__Descrição do exercício__
Transcreva sem nenhuma alteração o trecho do texto sobre as esferas terrestres, de "Felipe A. P." até "mais altas) [3].".

__Trecho extraído__
________

Felipe A. P. L. Costa [*].
1. AS ESFERAS TERRESTRES.
Vista do espaço (ver aqui), a imagem que nós temos do nosso planeta, a depender da distância, é a de uma bolinha de gude azul [1]. O predomínio da coloração azulada tem a ver com o fato de que os oceanos ocupam a maior parte (~71%) da superfície terrestre [2].
Mas há outras colorações. Há tons esverdeados (vegetação densa), amarronzados (vegetação rarefeita, desertos ou áreas degradadas) e esbranquiçados (redemoinhos de nuvens, calotas polares e o topo congelado das montanhas mais altas) [3].
Tamanha variedade cromática reflete a presença de ao menos quatro esferas planetárias. São elas: litosfera (rochas, minerais e o solo que cultivamos), hidrosfera (oceanos e corpos de água doce), atmosfera (o oceano gasoso a envolver o planeta) e biosfera (o conjunto de seres vivos que dividem o planeta conosco) [4].
2. CICLOS BIOGEOQUÍMICOS.
Os elementos químicos estão a circular livre e espontaneamente dentro e entre as esferas. Um processo que faz parte da dinâmica natural do planeta.
Nas palavras de Deevey (1971, p. 166; tradução livre) [5]:
A tabela periódica inclui mais de 100 elementos; apesar disso, os ecólogos definem a biosfera como o local de interação de apenas quatro deles: hidrogênio, carbono, nitrogênio e oxigênio. Na tabela periódica, esses quatro elementos recebem os números 1, 6, 7 e 8. Esta definição, embora abrace a maior parte da química da vida, revela-se muito estreito; porém, quando o ampliamos para incluir o fósforo e o enxofre, como fazemos aqui, não vamos além do elemento de número 16 na tabela. Daí se deduz que nenhum elemento mais leve que o enxofre deve ser ignorado, nem pelos ecólogos nem por qualquer outro. O fato é que boa parte dos problemas humanos – todos os problemas ambientais ao menos – resultam da reatividade excepcional de seis dos 16 elementos mais leves.

________

__Dados fornecidos__
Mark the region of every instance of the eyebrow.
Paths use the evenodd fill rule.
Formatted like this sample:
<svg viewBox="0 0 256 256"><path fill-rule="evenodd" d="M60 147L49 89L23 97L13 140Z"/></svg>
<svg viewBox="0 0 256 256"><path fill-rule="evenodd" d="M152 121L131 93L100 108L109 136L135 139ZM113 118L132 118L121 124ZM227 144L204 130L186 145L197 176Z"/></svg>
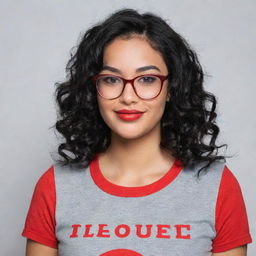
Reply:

________

__Resultado__
Felipe A. P. L. Costa [*].
1. AS ESFERAS TERRESTRES.
Vista do espaço (ver aqui), a imagem que nós temos do nosso planeta, a depender da distância, é a de uma bolinha de gude azul [1]. O predomínio da coloração azulada tem a ver com o fato de que os oceanos ocupam a maior parte (~71%) da superfície terrestre [2].
Mas há outras colorações. Há tons esverdeados (vegetação densa), amarronzados (vegetação rarefeita, desertos ou áreas degradadas) e esbranquiçados (redemoinhos de nuvens, calotas polares e o topo congelado das montanhas mais altas) [3].